=== Goals ===
**a.** In the passage on regulating churches, rewrite the stretch from "And the FRCN, just" through "even more stringent.)", replacing "Charity Commission" with "Charities Regulator".
**b.** Can you sum up the passage on regulating churches in two sentences?
**c.** How would the passage on regulating churches go on after its final sentence?

=== Text ===
+ + + + + + +
It is important to note that churches and mosques which are incorporated grapple with issues normal businesses do, such as disputes within employees, membership tussles, property disputes, contractual disputes, negligence claims and even outright theft by members.

And the FRCN, just like the Charity Commission in the UK, intends to use codes of conduct to ensure that leaders and founders of churches do not became dictators in their organizations. (The codes set by the Charity Commission in the UK for churches are even more stringent.)

One reason propounded for government involvement in regulating not-for-profit organizations is this: Organizations and individuals who enjoy tax exemptions should be prevented from using their offices to attain excessive benefits for themselves and their families. (There have been many instances where leaders of charities [churches are referred to as charities in the UK] paid themselves outrageous salaries and got involved corruption, despite having the privilege of not paying taxes.)
+ + + + + + +
(Labeled area outline data)
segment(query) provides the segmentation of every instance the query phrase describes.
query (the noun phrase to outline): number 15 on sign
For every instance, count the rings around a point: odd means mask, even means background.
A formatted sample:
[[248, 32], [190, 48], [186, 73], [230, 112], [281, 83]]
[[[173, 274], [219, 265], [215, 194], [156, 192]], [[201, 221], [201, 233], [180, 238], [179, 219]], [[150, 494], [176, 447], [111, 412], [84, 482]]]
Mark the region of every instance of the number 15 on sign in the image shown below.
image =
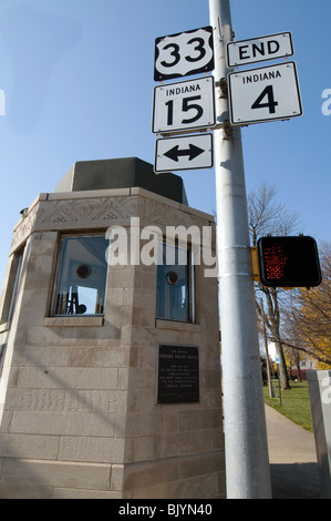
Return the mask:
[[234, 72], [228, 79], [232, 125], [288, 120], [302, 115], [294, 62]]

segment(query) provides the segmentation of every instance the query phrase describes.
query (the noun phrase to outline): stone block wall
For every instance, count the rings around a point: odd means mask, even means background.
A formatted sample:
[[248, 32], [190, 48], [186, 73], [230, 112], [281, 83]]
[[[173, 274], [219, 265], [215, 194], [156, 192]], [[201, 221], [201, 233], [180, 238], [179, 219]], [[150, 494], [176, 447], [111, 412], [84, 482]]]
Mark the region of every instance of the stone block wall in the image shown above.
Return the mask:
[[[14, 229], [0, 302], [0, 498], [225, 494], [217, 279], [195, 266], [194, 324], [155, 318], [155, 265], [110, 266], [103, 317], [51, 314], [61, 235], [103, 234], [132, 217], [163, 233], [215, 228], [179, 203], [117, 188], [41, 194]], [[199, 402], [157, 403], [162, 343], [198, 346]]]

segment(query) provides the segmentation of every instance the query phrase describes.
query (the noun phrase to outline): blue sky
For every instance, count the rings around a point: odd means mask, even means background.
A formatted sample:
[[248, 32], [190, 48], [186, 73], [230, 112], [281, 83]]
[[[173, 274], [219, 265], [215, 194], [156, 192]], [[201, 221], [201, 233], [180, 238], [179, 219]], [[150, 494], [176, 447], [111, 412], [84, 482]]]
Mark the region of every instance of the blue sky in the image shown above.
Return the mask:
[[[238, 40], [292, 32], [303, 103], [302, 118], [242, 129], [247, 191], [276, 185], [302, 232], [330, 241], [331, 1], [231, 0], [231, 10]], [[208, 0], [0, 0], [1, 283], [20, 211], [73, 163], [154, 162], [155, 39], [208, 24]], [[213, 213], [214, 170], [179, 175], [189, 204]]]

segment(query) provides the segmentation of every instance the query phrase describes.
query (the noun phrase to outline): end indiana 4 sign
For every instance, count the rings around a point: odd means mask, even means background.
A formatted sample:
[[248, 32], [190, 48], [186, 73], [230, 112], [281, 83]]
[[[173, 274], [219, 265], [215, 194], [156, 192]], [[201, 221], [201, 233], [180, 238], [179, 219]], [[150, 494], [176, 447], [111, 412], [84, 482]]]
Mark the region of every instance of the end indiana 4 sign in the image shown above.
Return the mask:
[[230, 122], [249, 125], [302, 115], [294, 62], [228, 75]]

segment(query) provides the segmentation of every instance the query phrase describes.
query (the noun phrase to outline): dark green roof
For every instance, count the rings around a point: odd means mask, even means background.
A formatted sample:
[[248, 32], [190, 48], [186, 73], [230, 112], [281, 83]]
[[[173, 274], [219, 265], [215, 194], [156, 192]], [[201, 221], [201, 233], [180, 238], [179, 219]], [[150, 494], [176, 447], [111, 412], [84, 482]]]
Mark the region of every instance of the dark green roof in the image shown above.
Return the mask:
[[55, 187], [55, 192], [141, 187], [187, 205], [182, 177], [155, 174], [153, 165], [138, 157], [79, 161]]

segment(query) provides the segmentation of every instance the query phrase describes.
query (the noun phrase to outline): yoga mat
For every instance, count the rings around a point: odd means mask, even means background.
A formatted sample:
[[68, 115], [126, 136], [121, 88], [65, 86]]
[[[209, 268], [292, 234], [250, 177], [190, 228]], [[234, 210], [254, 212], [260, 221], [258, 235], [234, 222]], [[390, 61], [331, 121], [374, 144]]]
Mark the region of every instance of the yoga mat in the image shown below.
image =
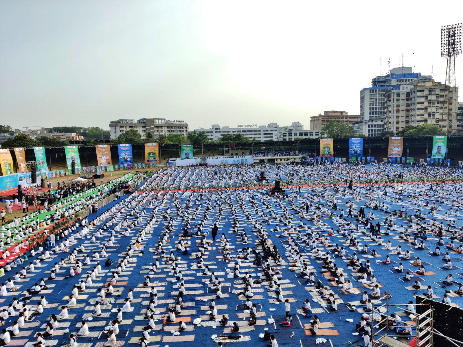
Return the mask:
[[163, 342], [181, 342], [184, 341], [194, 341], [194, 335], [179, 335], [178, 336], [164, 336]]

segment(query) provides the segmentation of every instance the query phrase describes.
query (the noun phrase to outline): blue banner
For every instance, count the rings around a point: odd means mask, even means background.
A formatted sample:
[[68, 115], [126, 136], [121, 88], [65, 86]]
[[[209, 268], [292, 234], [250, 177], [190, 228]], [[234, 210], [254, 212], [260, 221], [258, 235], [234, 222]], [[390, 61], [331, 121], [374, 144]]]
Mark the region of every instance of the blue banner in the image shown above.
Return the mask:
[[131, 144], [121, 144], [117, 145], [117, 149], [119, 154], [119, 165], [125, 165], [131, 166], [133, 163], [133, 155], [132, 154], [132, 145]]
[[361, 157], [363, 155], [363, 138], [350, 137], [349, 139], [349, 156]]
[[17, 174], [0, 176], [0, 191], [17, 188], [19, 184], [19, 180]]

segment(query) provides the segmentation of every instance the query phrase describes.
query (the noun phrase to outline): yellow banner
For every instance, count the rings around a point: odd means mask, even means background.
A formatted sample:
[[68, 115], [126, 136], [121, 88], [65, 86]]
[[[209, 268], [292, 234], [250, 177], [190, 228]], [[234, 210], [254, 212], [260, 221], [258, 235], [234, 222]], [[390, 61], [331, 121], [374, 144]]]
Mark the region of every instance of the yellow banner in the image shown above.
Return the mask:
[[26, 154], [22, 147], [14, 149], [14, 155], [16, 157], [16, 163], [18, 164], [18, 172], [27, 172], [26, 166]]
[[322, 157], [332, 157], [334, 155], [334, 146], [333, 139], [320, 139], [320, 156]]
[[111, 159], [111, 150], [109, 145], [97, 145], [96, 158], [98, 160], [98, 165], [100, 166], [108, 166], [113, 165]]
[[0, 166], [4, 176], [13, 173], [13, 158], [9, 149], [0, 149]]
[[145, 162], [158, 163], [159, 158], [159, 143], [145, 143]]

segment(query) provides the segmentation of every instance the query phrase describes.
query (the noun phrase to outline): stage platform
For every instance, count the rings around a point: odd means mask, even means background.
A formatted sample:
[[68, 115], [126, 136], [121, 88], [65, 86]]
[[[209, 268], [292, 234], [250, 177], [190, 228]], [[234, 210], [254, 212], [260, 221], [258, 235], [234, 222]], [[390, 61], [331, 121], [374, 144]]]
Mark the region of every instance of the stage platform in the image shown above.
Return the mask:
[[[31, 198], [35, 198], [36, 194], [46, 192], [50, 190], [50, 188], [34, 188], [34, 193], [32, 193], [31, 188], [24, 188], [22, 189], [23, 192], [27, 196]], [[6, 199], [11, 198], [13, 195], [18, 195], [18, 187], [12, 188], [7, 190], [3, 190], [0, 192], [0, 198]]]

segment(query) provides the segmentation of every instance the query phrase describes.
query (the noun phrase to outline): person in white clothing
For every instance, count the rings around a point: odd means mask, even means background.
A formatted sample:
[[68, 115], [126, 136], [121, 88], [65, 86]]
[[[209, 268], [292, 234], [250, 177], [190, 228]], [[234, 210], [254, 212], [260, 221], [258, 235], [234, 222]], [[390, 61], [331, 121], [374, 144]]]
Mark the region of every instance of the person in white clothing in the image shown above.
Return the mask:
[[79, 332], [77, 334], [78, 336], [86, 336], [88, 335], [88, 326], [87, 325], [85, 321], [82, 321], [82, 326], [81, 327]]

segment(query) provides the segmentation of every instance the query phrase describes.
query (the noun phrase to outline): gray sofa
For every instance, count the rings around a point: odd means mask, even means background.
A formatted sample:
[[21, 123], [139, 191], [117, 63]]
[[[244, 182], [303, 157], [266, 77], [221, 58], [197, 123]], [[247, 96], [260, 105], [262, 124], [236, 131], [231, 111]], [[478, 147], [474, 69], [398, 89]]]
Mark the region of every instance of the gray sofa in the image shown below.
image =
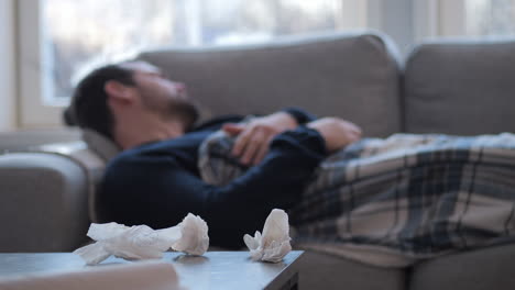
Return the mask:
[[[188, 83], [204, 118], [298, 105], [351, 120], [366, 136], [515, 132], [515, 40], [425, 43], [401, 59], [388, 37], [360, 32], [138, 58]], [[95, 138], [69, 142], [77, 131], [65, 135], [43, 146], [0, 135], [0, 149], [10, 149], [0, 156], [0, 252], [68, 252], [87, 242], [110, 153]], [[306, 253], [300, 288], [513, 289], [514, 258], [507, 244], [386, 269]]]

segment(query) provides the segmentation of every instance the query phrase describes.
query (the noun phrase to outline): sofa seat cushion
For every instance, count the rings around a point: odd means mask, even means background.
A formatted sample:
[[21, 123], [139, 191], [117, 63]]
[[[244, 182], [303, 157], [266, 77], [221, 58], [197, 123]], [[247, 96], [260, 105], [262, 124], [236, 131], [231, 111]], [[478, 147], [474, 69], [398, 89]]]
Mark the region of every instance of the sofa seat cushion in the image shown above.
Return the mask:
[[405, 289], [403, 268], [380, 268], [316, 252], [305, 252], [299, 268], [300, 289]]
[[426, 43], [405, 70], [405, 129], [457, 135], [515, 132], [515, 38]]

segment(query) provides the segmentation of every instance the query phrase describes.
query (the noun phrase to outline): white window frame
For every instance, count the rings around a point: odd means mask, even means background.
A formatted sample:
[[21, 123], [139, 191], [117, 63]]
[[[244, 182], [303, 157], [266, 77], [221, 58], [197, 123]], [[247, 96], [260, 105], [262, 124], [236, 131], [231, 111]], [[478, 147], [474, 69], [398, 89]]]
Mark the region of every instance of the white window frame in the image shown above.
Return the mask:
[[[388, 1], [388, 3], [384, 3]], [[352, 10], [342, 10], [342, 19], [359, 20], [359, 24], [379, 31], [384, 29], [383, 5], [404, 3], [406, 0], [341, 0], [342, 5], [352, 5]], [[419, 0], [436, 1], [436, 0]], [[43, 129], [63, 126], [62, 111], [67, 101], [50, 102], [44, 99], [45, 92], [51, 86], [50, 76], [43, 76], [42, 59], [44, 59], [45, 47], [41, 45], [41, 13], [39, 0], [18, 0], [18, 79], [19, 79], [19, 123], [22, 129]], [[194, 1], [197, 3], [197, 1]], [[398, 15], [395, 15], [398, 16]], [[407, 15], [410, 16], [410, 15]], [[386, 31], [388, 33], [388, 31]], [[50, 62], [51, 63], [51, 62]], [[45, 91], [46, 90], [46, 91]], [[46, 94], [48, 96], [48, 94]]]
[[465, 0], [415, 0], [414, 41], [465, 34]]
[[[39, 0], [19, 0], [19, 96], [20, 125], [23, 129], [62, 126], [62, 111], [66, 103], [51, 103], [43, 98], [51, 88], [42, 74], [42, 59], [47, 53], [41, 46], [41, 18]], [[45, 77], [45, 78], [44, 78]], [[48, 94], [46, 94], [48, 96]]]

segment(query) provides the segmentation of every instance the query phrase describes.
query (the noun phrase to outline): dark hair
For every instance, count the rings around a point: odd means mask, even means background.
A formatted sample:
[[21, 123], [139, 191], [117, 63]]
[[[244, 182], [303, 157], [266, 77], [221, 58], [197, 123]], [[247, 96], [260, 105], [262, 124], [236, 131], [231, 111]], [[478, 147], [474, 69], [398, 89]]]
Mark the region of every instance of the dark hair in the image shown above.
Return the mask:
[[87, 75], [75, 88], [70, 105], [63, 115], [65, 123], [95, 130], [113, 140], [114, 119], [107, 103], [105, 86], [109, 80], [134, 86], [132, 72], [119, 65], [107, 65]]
+ + + + + + +
=== Solved tasks ===
**a.**
And the FRCN, just like the Charities Regulator in the UK, intends to use codes of conduct to ensure that leaders and founders of churches do not became dictators in their organizations. (The codes set by the Charities Regulator in the UK for churches are even more stringent.)

**b.** Incorporated churches and mosques face the same problems as ordinary businesses, including employee, membership, property and contractual disputes, negligence claims and theft by members. Like the UK's Charity Commission, the FRCN intends to use codes of conduct to keep church leaders and founders from becoming dictators, and one argument for regulating not-for-profits is that tax-exempt organizations and individuals should not use their offices to gain excessive benefits.

**c.**
Ordinarily, religious organization are expected to be ethical but in some cases they have fallen short. Sadly, government – which ought to take examples from these organizations and could overstep its bounds – becomes the only institution left to ensure probity.

And here is the lesson in all these: In order to minimize the interference of government in religious organizations, faith-based organization should come back to the basics, which is nothing but selfless and genuine commitment to the teachings of their faiths.

Government should learn from churches and mosques, and not the other way round.